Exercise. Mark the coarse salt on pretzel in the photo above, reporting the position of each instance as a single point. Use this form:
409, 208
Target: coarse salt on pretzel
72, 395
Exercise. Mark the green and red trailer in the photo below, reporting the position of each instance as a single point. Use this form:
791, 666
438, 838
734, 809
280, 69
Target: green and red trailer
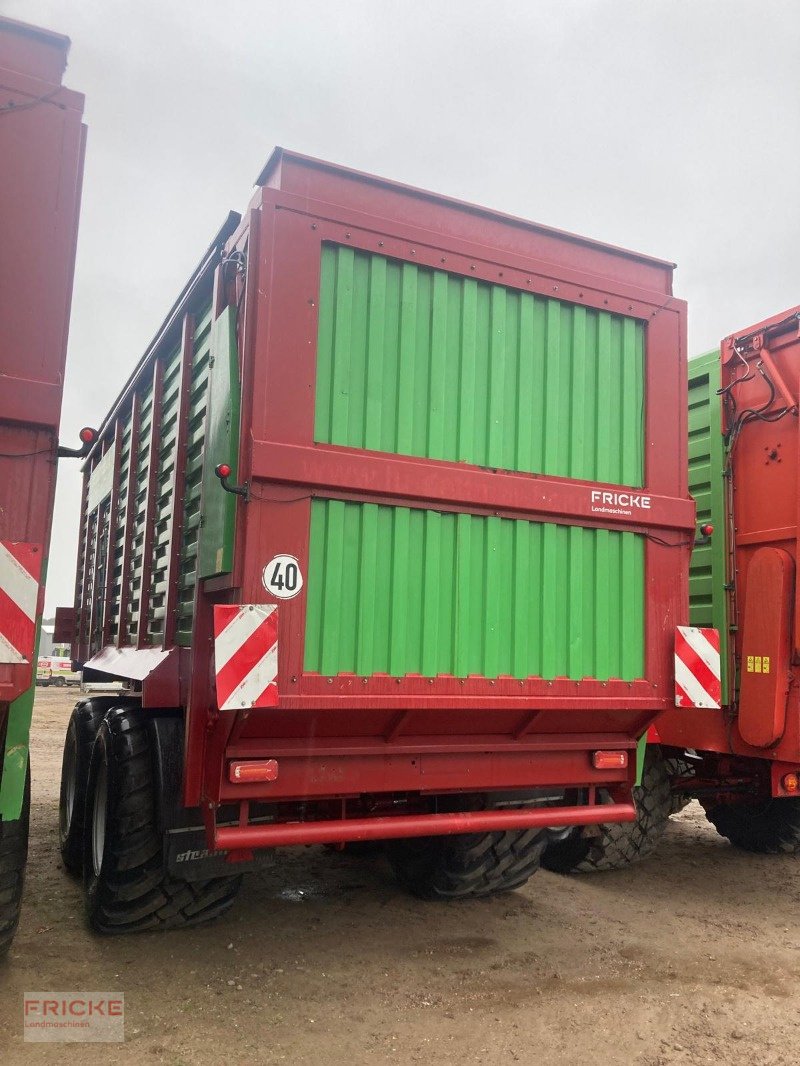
42, 140
387, 539
740, 759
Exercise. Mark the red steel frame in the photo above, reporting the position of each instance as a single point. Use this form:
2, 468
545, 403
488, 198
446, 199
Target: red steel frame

◆ ◆ ◆

* GIVEN EXERCISE
Rewrite all the items above in full, line for line, multiplying only the coordinates of the marked points by 0.95 and rounding each to a whole number, with halves rounded up. Keep the sample coordinates in each format line as they are, and leave the pictures out.

* THE OUTPUT
Exercise. Mark the coarse salt on pretzel in the photo above, reporting the position of each instance as a single point. Use this form:
409, 208
Target: coarse salt on pretzel
68, 375
Exercise. Mark the green and red trailer in the photo below, reporting the position of each instance as a single point. Use this form:
791, 666
438, 838
734, 809
280, 69
Target: green and red trailer
40, 133
368, 512
703, 721
Exercise. Mark the red steel frame in the photo above, reporting the position of each instance as a single point. Use this form:
2, 468
545, 403
488, 198
446, 199
Target: red steel frame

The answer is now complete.